▶ Exercise prompt
What is needed is an exact copy of all the records below.

Saved entries
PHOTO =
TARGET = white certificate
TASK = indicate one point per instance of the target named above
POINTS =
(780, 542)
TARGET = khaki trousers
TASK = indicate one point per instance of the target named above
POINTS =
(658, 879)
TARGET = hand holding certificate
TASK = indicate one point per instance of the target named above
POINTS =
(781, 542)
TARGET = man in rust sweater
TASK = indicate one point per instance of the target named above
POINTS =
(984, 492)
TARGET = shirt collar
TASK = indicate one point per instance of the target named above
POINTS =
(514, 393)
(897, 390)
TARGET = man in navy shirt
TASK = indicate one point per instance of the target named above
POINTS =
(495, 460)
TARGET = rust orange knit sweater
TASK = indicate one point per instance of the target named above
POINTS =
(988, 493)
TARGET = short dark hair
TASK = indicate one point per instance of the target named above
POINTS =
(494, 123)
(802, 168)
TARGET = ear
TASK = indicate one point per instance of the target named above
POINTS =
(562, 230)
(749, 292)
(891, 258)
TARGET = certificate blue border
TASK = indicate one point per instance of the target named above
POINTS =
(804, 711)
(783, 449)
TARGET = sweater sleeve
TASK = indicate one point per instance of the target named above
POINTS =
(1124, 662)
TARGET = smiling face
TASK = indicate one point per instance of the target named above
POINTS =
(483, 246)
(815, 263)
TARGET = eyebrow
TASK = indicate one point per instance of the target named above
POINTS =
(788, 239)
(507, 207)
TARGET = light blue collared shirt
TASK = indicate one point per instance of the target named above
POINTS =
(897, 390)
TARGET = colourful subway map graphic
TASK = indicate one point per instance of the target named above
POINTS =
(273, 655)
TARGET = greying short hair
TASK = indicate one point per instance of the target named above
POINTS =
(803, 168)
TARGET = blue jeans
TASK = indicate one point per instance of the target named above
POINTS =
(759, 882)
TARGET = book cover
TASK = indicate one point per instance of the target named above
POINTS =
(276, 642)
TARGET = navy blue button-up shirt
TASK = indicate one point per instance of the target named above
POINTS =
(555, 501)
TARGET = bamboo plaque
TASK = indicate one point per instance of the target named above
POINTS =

▶ Answer section
PHOTO =
TARGET = white certificate
TASK = indicate one point per instance of the target named above
POINTS =
(780, 542)
TARGET = khaki trousers
TASK = indicate one point per instance of the target named above
POINTS =
(658, 879)
TARGET = hand holding certificate
TASK = indicate one point per instance of the target named above
POINTS =
(781, 542)
TARGET = man in rust sweater
TASK = indicate one point per instance of the target named above
POINTS =
(984, 492)
TARGET = shirt collar
TASK = indicate one point per instance of the target named above
POINTS =
(514, 393)
(897, 390)
TARGET = man in navy shirt
TASK = indicate one point per instance of the target named above
POINTS =
(495, 460)
TARGET = rust orange knit sweater
TASK = indicate one point per instance of the target named above
POINTS =
(988, 493)
TARGET = short dark hair
TASK = indicate one point per instance of the target named above
POINTS =
(494, 123)
(802, 168)
TARGET = ear
TASK = indicate one point per instance of the target named above
POINTS =
(562, 230)
(749, 292)
(891, 258)
TARGET = certificate blue border
TASK = indicate one point per instance of the target named above
POINTS =
(804, 711)
(783, 449)
TARGET = sweater sleeve
TASK = indicate one point per instance of the target named above
POINTS =
(1124, 662)
TARGET = smiling face
TASK = indicate one point per instance of the target named above
POINTS =
(483, 246)
(815, 263)
TARGET = eyebrow
TASK = indicate one point per instance of the target named above
POINTS =
(788, 239)
(507, 207)
TARGET = light blue collared shirt
TASK = indicate one point per instance of the target named above
POINTS =
(897, 390)
TARGET = colourful subway map graphic
TASK = indicate one point per instance of the target named above
POINTS =
(273, 655)
TARGET = greying short hair
TASK = indicate one point per instance of the target named above
POINTS =
(803, 168)
TARGET = blue jeans
TASK = indicate one point per instance of the target named above
POINTS =
(759, 882)
TARGET = book cover
TASK = indicate one point per instance of the target named above
POINTS =
(276, 642)
TARGET = navy blue button-up shirt
TASK = indicate one point per instance of the target named above
POINTS =
(555, 501)
TARGET = bamboo plaque
TASK = indicate one point per instance of the target named above
POINTS =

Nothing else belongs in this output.